----- INPUT RECORDS -----
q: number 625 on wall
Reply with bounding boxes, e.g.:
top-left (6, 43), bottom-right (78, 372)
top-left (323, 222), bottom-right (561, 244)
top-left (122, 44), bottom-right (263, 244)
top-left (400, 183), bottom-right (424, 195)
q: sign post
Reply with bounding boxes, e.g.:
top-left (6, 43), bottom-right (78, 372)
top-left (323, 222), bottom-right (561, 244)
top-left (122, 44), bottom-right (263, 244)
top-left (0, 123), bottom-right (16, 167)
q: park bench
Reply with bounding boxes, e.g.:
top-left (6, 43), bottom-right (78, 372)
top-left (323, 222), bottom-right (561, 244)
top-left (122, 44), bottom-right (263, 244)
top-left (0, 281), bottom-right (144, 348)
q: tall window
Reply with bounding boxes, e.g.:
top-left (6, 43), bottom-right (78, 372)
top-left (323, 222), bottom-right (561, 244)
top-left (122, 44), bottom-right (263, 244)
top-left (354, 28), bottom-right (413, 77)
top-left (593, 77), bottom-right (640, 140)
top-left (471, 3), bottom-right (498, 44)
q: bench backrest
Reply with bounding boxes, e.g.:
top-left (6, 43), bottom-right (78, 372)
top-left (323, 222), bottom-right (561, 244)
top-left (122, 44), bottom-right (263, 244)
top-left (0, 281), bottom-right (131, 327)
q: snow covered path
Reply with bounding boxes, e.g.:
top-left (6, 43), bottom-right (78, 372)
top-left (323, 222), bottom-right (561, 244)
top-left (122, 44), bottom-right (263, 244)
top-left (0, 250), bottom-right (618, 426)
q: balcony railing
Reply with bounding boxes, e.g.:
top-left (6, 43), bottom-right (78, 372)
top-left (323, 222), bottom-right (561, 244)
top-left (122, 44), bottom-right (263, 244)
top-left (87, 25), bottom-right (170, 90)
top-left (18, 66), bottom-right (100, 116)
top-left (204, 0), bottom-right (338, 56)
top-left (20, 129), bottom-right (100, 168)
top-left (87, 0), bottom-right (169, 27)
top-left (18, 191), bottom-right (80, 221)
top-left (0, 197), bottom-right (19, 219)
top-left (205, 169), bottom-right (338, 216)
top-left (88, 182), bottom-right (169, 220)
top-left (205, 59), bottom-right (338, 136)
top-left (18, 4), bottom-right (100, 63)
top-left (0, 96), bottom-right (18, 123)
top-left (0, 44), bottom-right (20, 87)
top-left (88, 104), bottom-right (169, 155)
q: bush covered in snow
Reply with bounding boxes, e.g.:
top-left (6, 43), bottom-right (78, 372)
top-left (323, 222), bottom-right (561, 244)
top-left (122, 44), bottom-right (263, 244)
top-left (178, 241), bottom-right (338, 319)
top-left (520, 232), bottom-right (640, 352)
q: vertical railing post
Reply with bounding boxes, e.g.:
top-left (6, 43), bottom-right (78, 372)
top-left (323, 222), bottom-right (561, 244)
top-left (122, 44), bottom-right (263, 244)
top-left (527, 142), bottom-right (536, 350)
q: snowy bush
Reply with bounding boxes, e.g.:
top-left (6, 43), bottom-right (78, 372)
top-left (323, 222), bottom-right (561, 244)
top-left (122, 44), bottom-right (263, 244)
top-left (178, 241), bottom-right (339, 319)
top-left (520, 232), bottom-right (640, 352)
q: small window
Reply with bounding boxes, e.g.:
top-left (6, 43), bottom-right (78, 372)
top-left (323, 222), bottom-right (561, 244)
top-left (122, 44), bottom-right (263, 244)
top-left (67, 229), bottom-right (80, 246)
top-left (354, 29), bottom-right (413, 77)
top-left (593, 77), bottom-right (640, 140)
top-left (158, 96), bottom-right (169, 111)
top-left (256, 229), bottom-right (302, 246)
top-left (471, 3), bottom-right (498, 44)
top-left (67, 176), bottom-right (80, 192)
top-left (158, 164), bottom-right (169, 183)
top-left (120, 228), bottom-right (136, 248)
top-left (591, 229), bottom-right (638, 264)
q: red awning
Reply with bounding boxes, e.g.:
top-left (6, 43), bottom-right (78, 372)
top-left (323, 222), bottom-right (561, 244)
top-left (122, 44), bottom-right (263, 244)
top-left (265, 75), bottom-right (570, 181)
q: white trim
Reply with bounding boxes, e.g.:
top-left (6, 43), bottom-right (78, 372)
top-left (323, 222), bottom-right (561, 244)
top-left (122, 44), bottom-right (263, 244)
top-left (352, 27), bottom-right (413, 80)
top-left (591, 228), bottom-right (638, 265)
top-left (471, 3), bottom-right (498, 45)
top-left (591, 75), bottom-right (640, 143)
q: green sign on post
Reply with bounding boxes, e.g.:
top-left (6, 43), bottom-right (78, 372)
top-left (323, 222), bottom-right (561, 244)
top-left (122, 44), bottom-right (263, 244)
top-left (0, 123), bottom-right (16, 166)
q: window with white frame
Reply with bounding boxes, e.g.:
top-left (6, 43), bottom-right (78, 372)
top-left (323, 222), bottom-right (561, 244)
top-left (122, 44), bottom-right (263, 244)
-----
----- INPUT RECORDS -----
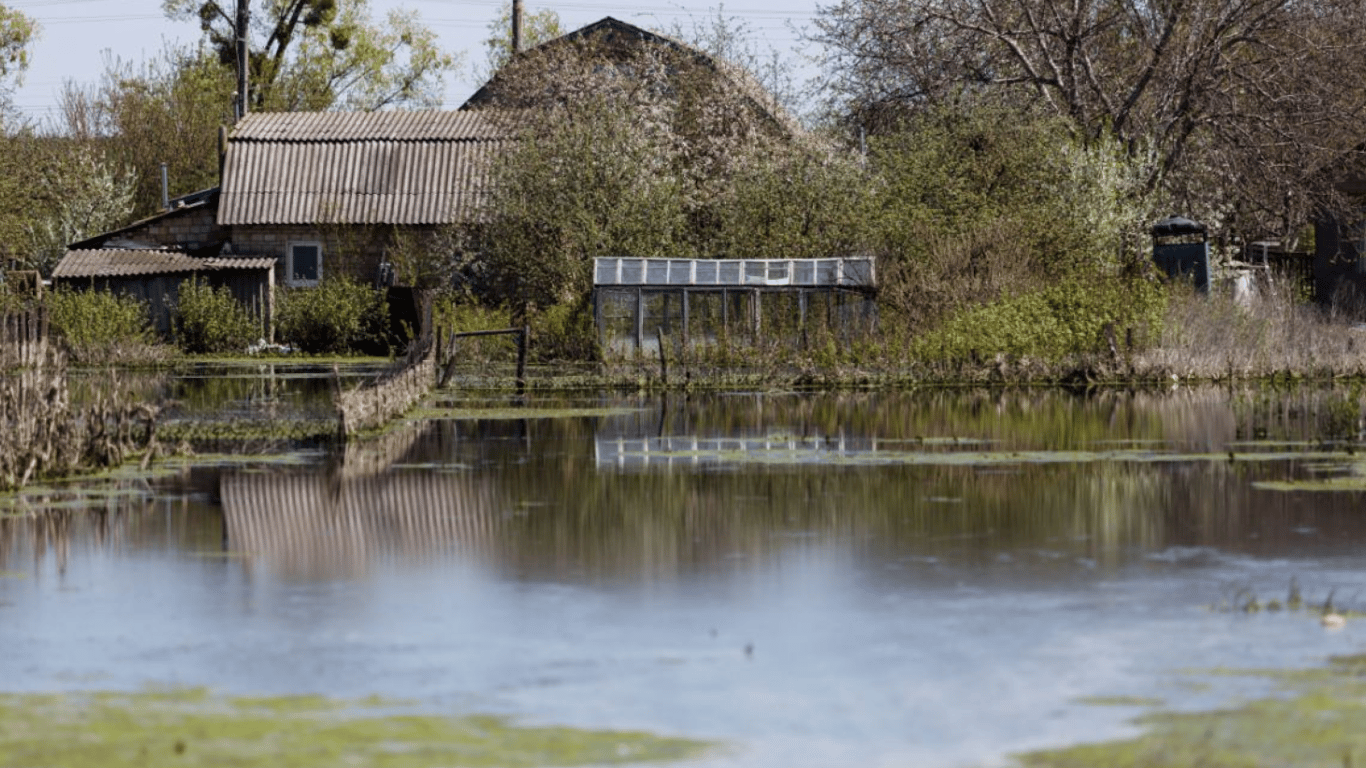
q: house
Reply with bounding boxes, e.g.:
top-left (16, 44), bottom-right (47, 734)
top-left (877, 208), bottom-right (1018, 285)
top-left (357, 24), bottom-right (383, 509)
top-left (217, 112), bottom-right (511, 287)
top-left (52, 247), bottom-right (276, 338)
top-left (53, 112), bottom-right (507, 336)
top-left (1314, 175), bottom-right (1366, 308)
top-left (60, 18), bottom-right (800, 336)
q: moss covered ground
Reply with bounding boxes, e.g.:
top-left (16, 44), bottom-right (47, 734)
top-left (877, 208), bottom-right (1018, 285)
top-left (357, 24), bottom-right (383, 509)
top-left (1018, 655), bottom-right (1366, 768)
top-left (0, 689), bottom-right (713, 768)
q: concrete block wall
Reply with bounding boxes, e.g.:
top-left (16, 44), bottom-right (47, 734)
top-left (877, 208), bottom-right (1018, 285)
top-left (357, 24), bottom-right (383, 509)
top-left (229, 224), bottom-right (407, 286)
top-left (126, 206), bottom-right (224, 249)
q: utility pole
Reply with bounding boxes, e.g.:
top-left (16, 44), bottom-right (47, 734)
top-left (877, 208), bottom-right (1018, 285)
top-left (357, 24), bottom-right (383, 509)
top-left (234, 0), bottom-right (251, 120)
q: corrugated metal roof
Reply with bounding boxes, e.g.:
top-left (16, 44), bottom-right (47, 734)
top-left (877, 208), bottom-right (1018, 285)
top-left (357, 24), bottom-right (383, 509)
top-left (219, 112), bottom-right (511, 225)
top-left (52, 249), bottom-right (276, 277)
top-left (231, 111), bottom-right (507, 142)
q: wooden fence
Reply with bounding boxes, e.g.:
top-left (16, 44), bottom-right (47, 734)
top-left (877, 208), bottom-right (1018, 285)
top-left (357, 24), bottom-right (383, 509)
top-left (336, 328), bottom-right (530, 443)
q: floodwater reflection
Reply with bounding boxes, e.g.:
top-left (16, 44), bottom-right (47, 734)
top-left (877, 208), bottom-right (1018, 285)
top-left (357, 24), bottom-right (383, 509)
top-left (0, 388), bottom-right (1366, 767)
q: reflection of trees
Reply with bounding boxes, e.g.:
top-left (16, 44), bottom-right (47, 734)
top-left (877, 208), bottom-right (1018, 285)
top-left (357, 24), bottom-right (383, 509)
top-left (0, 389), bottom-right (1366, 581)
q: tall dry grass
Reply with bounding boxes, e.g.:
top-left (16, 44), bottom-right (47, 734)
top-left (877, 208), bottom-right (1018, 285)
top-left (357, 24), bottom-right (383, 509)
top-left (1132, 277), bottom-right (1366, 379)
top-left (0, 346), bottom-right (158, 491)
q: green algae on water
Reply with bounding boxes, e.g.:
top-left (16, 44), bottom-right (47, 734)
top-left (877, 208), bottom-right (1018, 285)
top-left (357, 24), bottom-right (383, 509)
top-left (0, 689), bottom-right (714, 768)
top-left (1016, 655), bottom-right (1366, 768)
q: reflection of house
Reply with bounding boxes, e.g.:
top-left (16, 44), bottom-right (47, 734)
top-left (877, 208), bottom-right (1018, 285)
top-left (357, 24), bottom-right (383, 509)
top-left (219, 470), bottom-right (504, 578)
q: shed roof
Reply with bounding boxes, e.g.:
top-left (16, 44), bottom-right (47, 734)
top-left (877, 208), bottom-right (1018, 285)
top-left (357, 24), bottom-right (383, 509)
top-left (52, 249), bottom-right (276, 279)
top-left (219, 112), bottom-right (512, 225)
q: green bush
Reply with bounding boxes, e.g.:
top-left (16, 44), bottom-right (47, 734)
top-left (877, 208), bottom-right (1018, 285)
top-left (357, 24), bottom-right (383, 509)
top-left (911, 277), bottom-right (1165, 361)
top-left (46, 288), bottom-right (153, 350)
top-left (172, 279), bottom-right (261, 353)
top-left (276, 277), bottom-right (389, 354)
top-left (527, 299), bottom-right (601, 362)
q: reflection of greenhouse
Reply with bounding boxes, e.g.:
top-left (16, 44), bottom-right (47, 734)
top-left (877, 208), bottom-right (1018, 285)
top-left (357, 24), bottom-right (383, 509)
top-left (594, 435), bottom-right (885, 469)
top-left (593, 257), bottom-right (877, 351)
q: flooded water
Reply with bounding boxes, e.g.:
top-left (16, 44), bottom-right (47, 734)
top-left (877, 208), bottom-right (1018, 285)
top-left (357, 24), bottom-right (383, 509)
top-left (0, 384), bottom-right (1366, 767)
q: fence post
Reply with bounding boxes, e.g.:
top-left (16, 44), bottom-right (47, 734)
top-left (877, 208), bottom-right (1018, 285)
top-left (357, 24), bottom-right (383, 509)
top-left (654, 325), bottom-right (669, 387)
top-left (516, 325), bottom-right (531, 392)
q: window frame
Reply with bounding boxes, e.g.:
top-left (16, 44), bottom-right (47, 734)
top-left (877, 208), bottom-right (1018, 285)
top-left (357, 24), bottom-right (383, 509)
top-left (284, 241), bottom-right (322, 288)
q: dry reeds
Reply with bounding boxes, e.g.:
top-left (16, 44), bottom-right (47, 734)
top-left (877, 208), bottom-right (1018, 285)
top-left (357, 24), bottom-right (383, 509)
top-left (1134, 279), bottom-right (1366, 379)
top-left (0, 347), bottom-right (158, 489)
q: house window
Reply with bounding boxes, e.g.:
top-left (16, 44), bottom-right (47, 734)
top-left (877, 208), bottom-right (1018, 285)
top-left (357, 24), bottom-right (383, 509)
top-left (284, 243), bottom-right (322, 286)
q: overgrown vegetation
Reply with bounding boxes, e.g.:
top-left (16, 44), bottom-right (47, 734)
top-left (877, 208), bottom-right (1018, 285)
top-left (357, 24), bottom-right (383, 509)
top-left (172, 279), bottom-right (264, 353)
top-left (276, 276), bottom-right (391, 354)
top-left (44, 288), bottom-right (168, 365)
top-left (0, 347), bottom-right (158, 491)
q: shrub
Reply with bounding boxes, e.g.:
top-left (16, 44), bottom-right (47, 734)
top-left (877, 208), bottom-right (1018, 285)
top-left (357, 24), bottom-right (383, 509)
-----
» REQUEST
Extract every line of the material above that contains the string "window", treating uppercase and lowercase letters as distinct.

» SOLUTION TO THIS TASK
q: tall window
q: small window
q: window with white frame
q: window frame
q: house window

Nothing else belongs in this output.